Without the images, print all the entries below exactly as given.

※

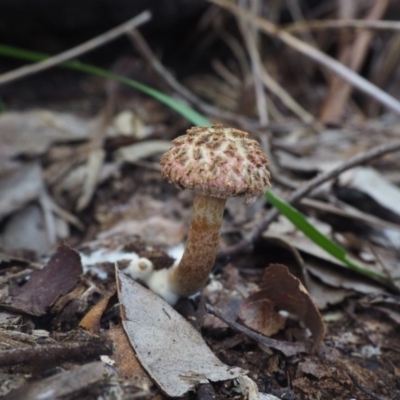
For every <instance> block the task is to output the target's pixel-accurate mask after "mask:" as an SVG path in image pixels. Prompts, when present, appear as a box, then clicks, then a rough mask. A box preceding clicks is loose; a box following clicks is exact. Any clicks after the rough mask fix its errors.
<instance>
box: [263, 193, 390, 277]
mask: <svg viewBox="0 0 400 400" xmlns="http://www.w3.org/2000/svg"><path fill="white" fill-rule="evenodd" d="M265 196H266V198H267V199H268V201H269V202H270V203H271V204H272V205H273V206H274V207H276V208H277V209H278V211H279V212H280V213H281V214H283V215H284V216H285V217H286V218H287V219H288V220H289V221H290V222H291V223H292V224H293V225H294V226H295V227H296V228H297V229H299V230H300V231H301V232H303V233H304V235H306V236H307V237H308V238H309V239H310V240H312V241H313V242H314V243H315V244H317V245H318V246H319V247H321V248H322V249H324V250H325V251H326V252H327V253H328V254H330V255H331V256H332V257H334V258H336V259H337V260H339V261H341V262H342V263H343V264H345V265H346V266H347V267H348V268H349V269H351V270H353V271H357V272H359V273H360V274H363V275H366V276H368V277H370V278H374V279H378V280H387V277H386V276H385V275H383V274H380V273H378V272H375V271H371V270H369V269H366V268H364V267H362V266H360V265H358V264H357V263H356V262H354V261H352V260H351V259H350V257H349V256H348V254H347V253H346V251H345V250H344V249H343V248H342V247H340V246H339V245H338V244H336V243H335V242H333V241H332V240H331V239H329V238H328V237H326V236H325V235H324V234H323V233H321V232H320V231H319V230H318V229H316V228H315V227H314V226H313V225H312V224H310V222H308V220H307V218H306V217H305V216H304V215H303V214H302V213H300V212H299V211H298V210H296V209H295V208H294V207H292V206H291V205H290V204H288V203H287V202H286V201H285V200H283V199H282V198H280V197H279V196H277V195H276V194H274V193H273V192H272V191H271V190H269V189H268V190H267V192H266V193H265Z"/></svg>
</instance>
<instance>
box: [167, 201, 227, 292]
mask: <svg viewBox="0 0 400 400" xmlns="http://www.w3.org/2000/svg"><path fill="white" fill-rule="evenodd" d="M225 203H226V199H218V198H216V197H210V196H203V195H201V194H195V197H194V201H193V211H192V221H191V224H190V228H189V233H188V238H187V241H186V247H185V252H184V253H183V257H182V260H181V261H180V263H179V264H178V265H177V266H176V267H174V268H173V269H172V270H171V271H170V284H171V286H172V288H173V290H174V291H175V292H176V293H177V294H178V295H179V296H190V295H192V294H195V293H197V292H198V291H200V290H201V289H203V287H204V286H205V284H206V282H207V279H208V277H209V275H210V272H211V270H212V267H213V266H214V262H215V257H216V254H217V249H218V245H219V236H220V230H221V224H222V217H223V214H224V209H225Z"/></svg>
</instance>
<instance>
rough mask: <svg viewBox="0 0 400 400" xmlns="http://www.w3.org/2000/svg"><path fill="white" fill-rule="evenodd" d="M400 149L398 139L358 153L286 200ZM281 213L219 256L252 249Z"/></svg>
mask: <svg viewBox="0 0 400 400" xmlns="http://www.w3.org/2000/svg"><path fill="white" fill-rule="evenodd" d="M399 150H400V140H396V141H394V142H392V143H389V144H384V145H381V146H377V147H374V148H373V149H371V150H369V151H367V152H365V153H361V154H357V155H356V156H354V157H352V158H350V159H349V160H347V161H345V162H343V163H342V164H340V165H338V166H337V167H336V168H334V169H332V170H331V171H328V172H325V173H323V174H321V175H318V176H316V177H315V178H314V179H311V180H310V181H308V182H306V183H305V184H304V185H302V186H300V187H299V188H298V189H297V190H295V191H294V192H293V193H292V194H291V195H290V196H289V197H288V198H287V199H286V201H287V202H288V203H289V204H293V203H295V202H296V201H298V200H300V199H301V198H303V197H305V196H306V195H308V194H309V193H310V192H311V191H312V190H313V189H315V188H316V187H318V186H320V185H322V184H323V183H325V182H327V181H329V180H331V179H334V178H336V177H337V176H339V175H340V174H341V173H342V172H345V171H347V170H349V169H351V168H354V167H357V166H358V165H361V164H364V163H367V162H369V161H372V160H374V159H376V158H379V157H382V156H384V155H386V154H390V153H394V152H396V151H399ZM278 215H279V211H278V210H277V209H276V208H273V209H272V210H271V211H270V212H269V213H268V214H267V215H266V217H265V218H264V220H263V221H262V222H261V223H260V225H258V226H257V227H256V228H255V229H254V231H253V232H252V233H251V234H250V235H249V237H248V238H247V239H244V240H242V241H240V242H238V243H237V244H235V245H233V246H230V247H227V248H225V249H222V250H220V251H219V253H218V258H223V257H227V256H231V255H232V254H236V253H238V252H241V251H250V250H251V248H252V246H253V243H254V242H255V241H256V240H257V239H259V238H260V237H261V235H262V234H263V232H264V231H265V230H266V229H267V228H268V226H269V225H270V223H271V222H273V221H274V220H275V218H276V217H277V216H278Z"/></svg>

※

◆ **Task solution**
For every <instance> block the task is to output the target's pixel-accurate mask after "mask:" as an SVG path in image pixels. Prompts, when present, appear as a box, then clicks, then a rough mask. A box preceding clicks is loose; a box following clicks is exact. Any clicks after the rough mask fix its errors.
<instance>
box: [263, 193, 390, 277]
mask: <svg viewBox="0 0 400 400" xmlns="http://www.w3.org/2000/svg"><path fill="white" fill-rule="evenodd" d="M265 196H266V198H267V199H268V201H269V202H270V203H271V204H272V205H273V206H274V207H276V208H277V209H278V211H279V212H280V213H281V214H283V215H284V216H285V217H286V218H287V219H288V220H289V221H290V222H291V223H292V224H293V225H294V226H295V227H296V228H297V229H299V230H300V231H301V232H303V233H304V235H306V236H307V237H308V238H309V239H310V240H312V241H313V242H314V243H315V244H317V245H318V246H319V247H321V248H322V249H324V250H325V251H326V252H327V253H328V254H330V255H331V256H332V257H334V258H336V259H337V260H339V261H341V262H342V263H343V264H345V265H346V266H347V267H348V268H349V269H351V270H353V271H357V272H359V273H360V274H363V275H366V276H368V277H370V278H374V279H378V280H387V277H386V276H385V275H383V274H380V273H378V272H375V271H371V270H369V269H366V268H364V267H362V266H360V265H358V264H357V263H356V262H354V261H352V260H351V259H350V257H349V256H348V254H347V253H346V251H345V250H344V249H343V248H342V247H340V246H339V245H338V244H336V243H335V242H333V241H332V240H331V239H329V238H328V237H326V236H325V235H324V234H323V233H321V232H320V231H319V230H318V229H316V228H315V227H314V226H313V225H312V224H310V222H308V220H307V218H306V217H305V216H304V215H303V214H302V213H300V212H299V211H298V210H296V209H295V208H294V207H292V206H291V205H290V204H288V203H287V202H286V201H285V200H283V199H282V198H280V197H279V196H277V195H276V194H274V193H273V192H272V191H271V190H269V189H268V190H267V192H266V193H265Z"/></svg>
</instance>
<instance>
box: [167, 201, 227, 292]
mask: <svg viewBox="0 0 400 400" xmlns="http://www.w3.org/2000/svg"><path fill="white" fill-rule="evenodd" d="M225 203H226V199H218V198H216V197H210V196H203V195H201V194H195V197H194V201H193V211H192V221H191V224H190V228H189V233H188V238H187V241H186V247H185V252H184V253H183V257H182V260H181V261H180V263H179V264H178V265H177V266H176V267H174V268H173V269H172V270H171V271H170V284H171V286H172V288H173V290H174V291H175V292H176V293H177V294H178V295H179V296H190V295H192V294H195V293H197V292H198V291H200V290H201V289H203V287H204V286H205V284H206V282H207V279H208V277H209V275H210V272H211V270H212V267H213V266H214V262H215V257H216V254H217V249H218V245H219V236H220V230H221V224H222V217H223V214H224V209H225Z"/></svg>
</instance>
<instance>
rough mask: <svg viewBox="0 0 400 400" xmlns="http://www.w3.org/2000/svg"><path fill="white" fill-rule="evenodd" d="M400 149L398 139L358 153L286 200ZM281 213L219 256L252 249Z"/></svg>
mask: <svg viewBox="0 0 400 400" xmlns="http://www.w3.org/2000/svg"><path fill="white" fill-rule="evenodd" d="M399 150H400V140H396V141H394V142H392V143H389V144H384V145H381V146H377V147H374V148H373V149H371V150H369V151H367V152H365V153H361V154H357V155H356V156H354V157H352V158H350V159H349V160H347V161H345V162H343V163H342V164H340V165H338V166H337V167H336V168H334V169H332V170H331V171H328V172H325V173H323V174H321V175H318V176H316V177H315V178H314V179H311V180H310V181H308V182H306V183H305V184H304V185H302V186H300V187H299V188H298V189H297V190H295V191H294V192H293V193H292V194H291V195H290V196H289V197H288V198H287V199H286V201H287V202H288V203H289V204H293V203H295V202H296V201H298V200H300V199H301V198H303V197H305V196H306V195H308V194H309V193H310V192H311V191H312V190H313V189H315V188H316V187H318V186H320V185H322V184H323V183H325V182H327V181H329V180H331V179H334V178H336V177H337V176H339V175H340V174H341V173H342V172H345V171H347V170H349V169H351V168H354V167H357V166H358V165H361V164H364V163H367V162H369V161H372V160H374V159H376V158H379V157H382V156H384V155H386V154H390V153H394V152H396V151H399ZM278 215H279V211H278V210H277V209H276V208H273V209H272V210H271V211H270V212H269V213H268V214H267V215H266V217H265V218H264V220H263V221H262V222H261V223H260V225H258V226H257V227H256V228H255V229H254V231H253V232H252V233H251V234H250V235H249V237H248V238H247V239H244V240H242V241H240V242H238V243H237V244H235V245H233V246H230V247H227V248H225V249H222V250H220V251H219V253H218V258H223V257H227V256H231V255H232V254H236V253H238V252H241V251H250V250H251V248H252V246H253V243H254V242H255V241H256V240H257V239H259V238H260V237H261V235H262V234H263V232H264V231H265V230H266V229H267V228H268V226H269V225H270V223H271V222H273V221H274V220H275V218H276V217H277V216H278Z"/></svg>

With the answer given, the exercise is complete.